> _Objective_:
Render every line of the records below as a Markdown table with the columns "Row" and "Line", numbering the rows and omitting blank lines. Leave the pictures out of the table.

Records taken from a collection

========

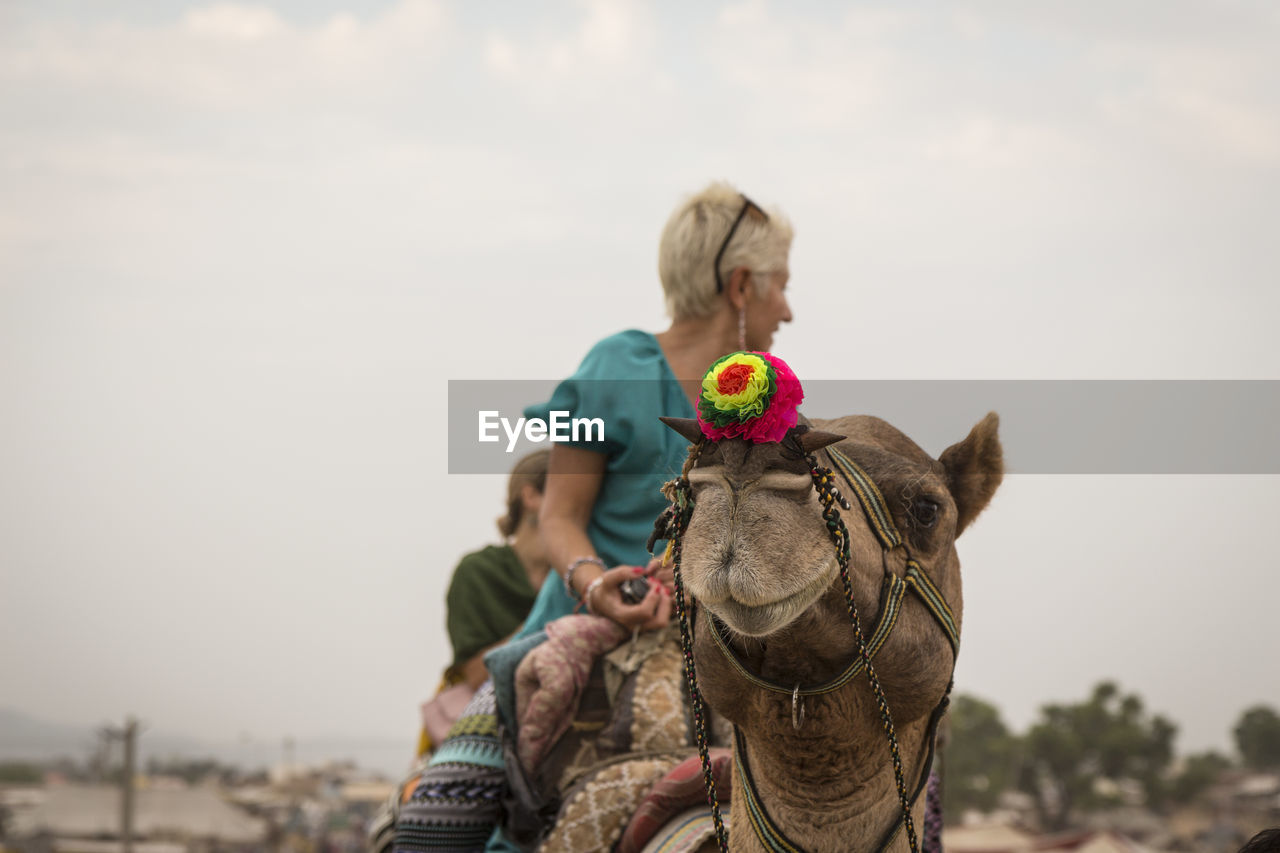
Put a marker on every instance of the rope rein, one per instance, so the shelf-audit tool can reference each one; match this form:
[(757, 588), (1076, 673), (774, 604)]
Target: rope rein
[(672, 525)]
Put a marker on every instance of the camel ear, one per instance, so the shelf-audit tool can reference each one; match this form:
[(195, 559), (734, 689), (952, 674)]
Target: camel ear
[(686, 427), (974, 469), (814, 439)]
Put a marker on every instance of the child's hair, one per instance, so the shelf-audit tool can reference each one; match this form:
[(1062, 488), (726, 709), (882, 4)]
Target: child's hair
[(530, 470)]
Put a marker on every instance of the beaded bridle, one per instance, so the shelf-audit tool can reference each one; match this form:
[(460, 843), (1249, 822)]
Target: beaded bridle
[(672, 525)]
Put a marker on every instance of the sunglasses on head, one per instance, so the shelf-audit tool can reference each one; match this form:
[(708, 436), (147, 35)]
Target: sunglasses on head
[(746, 205)]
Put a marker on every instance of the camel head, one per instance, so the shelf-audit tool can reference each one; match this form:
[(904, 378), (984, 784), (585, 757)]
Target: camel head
[(758, 555), (757, 551)]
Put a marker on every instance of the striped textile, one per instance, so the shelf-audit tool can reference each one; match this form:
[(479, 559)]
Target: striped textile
[(457, 799)]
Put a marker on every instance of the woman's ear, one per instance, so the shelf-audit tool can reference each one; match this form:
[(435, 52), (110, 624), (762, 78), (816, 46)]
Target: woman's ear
[(737, 286), (531, 500)]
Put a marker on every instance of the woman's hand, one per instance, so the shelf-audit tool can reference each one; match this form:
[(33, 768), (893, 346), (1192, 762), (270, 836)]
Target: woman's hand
[(604, 598)]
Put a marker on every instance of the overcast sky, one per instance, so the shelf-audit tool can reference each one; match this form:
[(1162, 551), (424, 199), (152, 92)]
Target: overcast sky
[(245, 246)]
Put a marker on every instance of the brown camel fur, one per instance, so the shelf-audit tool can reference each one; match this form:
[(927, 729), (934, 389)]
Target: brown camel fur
[(758, 556)]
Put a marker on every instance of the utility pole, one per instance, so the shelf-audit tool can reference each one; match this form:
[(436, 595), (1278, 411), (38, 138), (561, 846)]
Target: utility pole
[(129, 737)]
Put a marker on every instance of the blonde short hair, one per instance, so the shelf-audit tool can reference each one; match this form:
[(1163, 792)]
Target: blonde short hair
[(686, 254)]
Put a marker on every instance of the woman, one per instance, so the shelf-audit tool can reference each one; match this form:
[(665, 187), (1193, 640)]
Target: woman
[(493, 589), (723, 268), (723, 263), (489, 597)]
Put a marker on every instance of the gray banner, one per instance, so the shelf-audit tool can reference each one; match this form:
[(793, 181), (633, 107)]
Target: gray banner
[(1047, 427)]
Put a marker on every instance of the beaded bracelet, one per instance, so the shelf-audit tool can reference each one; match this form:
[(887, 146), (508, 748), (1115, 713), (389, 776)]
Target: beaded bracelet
[(586, 593), (572, 568)]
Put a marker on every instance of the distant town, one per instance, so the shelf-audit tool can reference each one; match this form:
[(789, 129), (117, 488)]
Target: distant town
[(1095, 776)]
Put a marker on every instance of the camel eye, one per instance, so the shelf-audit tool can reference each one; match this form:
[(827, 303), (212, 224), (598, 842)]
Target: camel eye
[(924, 512)]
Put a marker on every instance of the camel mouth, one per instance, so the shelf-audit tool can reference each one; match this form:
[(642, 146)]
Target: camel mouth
[(762, 620)]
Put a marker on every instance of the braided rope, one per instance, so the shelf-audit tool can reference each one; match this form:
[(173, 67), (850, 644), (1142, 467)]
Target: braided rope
[(828, 495), (681, 497)]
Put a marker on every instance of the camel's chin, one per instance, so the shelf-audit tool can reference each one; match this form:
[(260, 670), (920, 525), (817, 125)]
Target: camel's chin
[(762, 620)]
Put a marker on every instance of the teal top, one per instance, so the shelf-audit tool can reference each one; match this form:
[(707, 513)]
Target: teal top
[(626, 382)]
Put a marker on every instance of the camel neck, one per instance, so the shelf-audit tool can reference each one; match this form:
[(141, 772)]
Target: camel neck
[(821, 790)]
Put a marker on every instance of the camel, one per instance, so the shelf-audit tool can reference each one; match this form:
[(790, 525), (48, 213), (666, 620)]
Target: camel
[(760, 565)]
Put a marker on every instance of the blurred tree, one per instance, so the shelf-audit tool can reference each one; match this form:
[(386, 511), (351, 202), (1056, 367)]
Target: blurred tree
[(19, 772), (1200, 771), (1257, 737), (981, 757), (1074, 747)]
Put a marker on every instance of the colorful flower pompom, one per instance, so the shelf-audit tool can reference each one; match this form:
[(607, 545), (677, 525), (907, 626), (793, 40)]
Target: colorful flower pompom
[(749, 395)]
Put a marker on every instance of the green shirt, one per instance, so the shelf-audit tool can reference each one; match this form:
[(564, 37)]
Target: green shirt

========

> _Expected answer_:
| Row | Line |
|---|---|
| 1 | Put a marker on every instance of the rope rein, one per instance, so the shelf-audit tool can reference each one; match this form: |
| 2 | [(757, 588), (1076, 673), (774, 604)] |
| 3 | Target: rope rein |
| 4 | [(672, 525)] |
| 5 | Put a marker on every instance of the camel ear, one per instance, so the shelf-audit tool can reference each one; match this form: |
| 6 | [(195, 559), (734, 689), (952, 674)] |
| 7 | Target: camel ear |
| 8 | [(686, 427), (974, 469), (814, 439)] |
| 9 | Put a marker on every instance of the child's hair, one per instance, so the shelf-audit tool can reference each one; match this form: |
| 10 | [(1062, 488), (726, 709), (882, 4)] |
| 11 | Target: child's hair |
| 12 | [(530, 470)] |
| 13 | Put a marker on every instance of the beaded bridle, one per instance, so the shelf-audit tool can reference each one; match this form: |
| 14 | [(460, 843), (1249, 822)] |
| 15 | Target: beaded bridle |
| 16 | [(672, 525)] |
| 17 | Put a marker on every instance of the sunglasses on head, one per instance, so the shelf-audit tool can reference each one; match this form: |
| 18 | [(708, 436), (147, 35)] |
| 19 | Target: sunglasses on head |
| 20 | [(746, 205)] |
| 21 | Put a marker on every instance of the camel head, one per instance, so the shelf-audit tool can reference each one; match this form: |
| 22 | [(904, 378), (984, 784), (585, 757)] |
| 23 | Target: camel head |
| 24 | [(758, 555), (757, 551)] |
| 25 | Put a marker on every instance of the striped textile, one per instance, so the shelf-audit tool can reference each one; match this form: |
| 26 | [(479, 559)] |
| 27 | Target: striped textile |
| 28 | [(457, 799)] |
| 29 | Put a marker on every instance of the woman's ear, one per instance, so the shelf-audit tool can reference each one; match this form: |
| 30 | [(435, 52), (110, 624), (762, 78), (816, 46)] |
| 31 | Target: woman's ear |
| 32 | [(737, 286), (531, 500)] |
| 33 | Put a marker on every instance of the woman's hand, one per instance, so the shelf-audit tool can reference each one; match this form: |
| 34 | [(33, 768), (893, 346), (1192, 762), (270, 836)] |
| 35 | Target: woman's hand |
| 36 | [(604, 598)] |
| 37 | Put a marker on every instance of the overcast sky, one per instance, so the shelf-audit tool can reference each one; match this form: |
| 38 | [(1162, 551), (424, 199), (152, 92)] |
| 39 | Target: overcast sky |
| 40 | [(245, 246)] |
| 41 | Put a marker on every instance of the brown camel fur, one per instance, so the shelf-audit tool can reference each one; match this form: |
| 42 | [(927, 729), (934, 389)] |
| 43 | Target: brown camel fur |
| 44 | [(758, 556)] |
| 45 | Put a marker on every instance of the utility pole, one per instance, so the shelf-audit tool can reference each one; match this form: |
| 46 | [(436, 595), (1278, 411), (38, 138), (561, 846)] |
| 47 | Target: utility pole |
| 48 | [(129, 737)] |
| 49 | Put a marker on every instance of the blonde short hair, one per instance, so the shelf-audit tool can reference each one; match this form: |
| 50 | [(1163, 792)] |
| 51 | Target: blonde short hair |
| 52 | [(686, 254)] |
| 53 | Put a marker on every instance of the woman, one per instance, so the shelf-audit tool can reference each one; match this form: |
| 54 | [(665, 187), (1193, 640)] |
| 55 | Target: woman |
| 56 | [(493, 589), (723, 268), (723, 263), (489, 597)] |
| 57 | Put a marker on every instance of the gray banner, one per instance, so the shelf-audit tool can reference each one; match this form: |
| 58 | [(793, 181), (633, 107)] |
| 59 | Target: gray banner |
| 60 | [(1047, 427)] |
| 61 | Put a marker on every instance of the beaded bracelet, one per instance, so the shelf-audit tool can reference each one; match this form: |
| 62 | [(887, 146), (508, 748), (1115, 713), (389, 776)] |
| 63 | Target: beaded bracelet |
| 64 | [(586, 593), (572, 568)] |
| 65 | Put a marker on every instance of the distant town, one per instance, so the shelf-audit tool can reference each one; match this form: |
| 66 | [(789, 129), (117, 488)] |
| 67 | Target: distant town |
| 68 | [(1095, 776)] |
| 69 | Put a marker on every instance of the camel eye, one per instance, so the shelf-audit tool can reference each one; match this form: |
| 70 | [(827, 303), (212, 224), (598, 842)] |
| 71 | Target: camel eye |
| 72 | [(924, 512)] |
| 73 | Put a marker on every instance of the camel mouth, one per instance, so the shelf-audit tool can reference each one; match this form: |
| 74 | [(642, 146)] |
| 75 | Target: camel mouth |
| 76 | [(762, 620)] |
| 77 | Put a marker on every instance of the braided rope, one per instance, so the shelf-audit tool can reference each one; match this form: |
| 78 | [(173, 67), (850, 644), (1142, 467)] |
| 79 | Target: braided rope |
| 80 | [(828, 495), (681, 497)] |
| 81 | Put a marker on every instance of the camel's chin, one per instance, so the shelf-audit tool can reference each one; match this form: |
| 82 | [(260, 670), (920, 525), (817, 125)] |
| 83 | Target: camel's chin |
| 84 | [(762, 620)] |
| 85 | Put a marker on every instance of the teal top, one per instance, so the shelf-audit tool can reference each one; match this form: |
| 86 | [(707, 513)] |
| 87 | Target: teal top |
| 88 | [(626, 382)] |
| 89 | Put a marker on every instance of the camel neck, one per instance, so the shelf-audit tool can reference each one; match this form: |
| 90 | [(141, 772)] |
| 91 | Target: camel neck |
| 92 | [(821, 790)] |
| 93 | Put a marker on every instance of the camel, one per instance, so the shelf-audit tool can reference each one; match this form: |
| 94 | [(790, 525), (48, 213), (666, 620)] |
| 95 | Target: camel |
| 96 | [(760, 565)] |
| 97 | Put a marker on every instance of the blurred tree, one per instance, so the shelf-audit tool can reference each one; match this form: |
| 98 | [(386, 511), (351, 202), (1056, 367)] |
| 99 | Target: blurred tree |
| 100 | [(19, 772), (1200, 771), (1257, 737), (981, 757), (1074, 747)] |
| 101 | Put a marker on every instance of the colorful flower pompom, one per instance, so the shelf-audit tool can reference each one; match this form: |
| 102 | [(607, 545), (677, 525), (907, 626), (793, 40)] |
| 103 | Target: colorful flower pompom |
| 104 | [(749, 395)] |
| 105 | Put a marker on every instance of the green shirt, one per instance, so the shelf-audit tool can reference each one; match this form: |
| 106 | [(564, 37)] |
| 107 | Target: green shirt |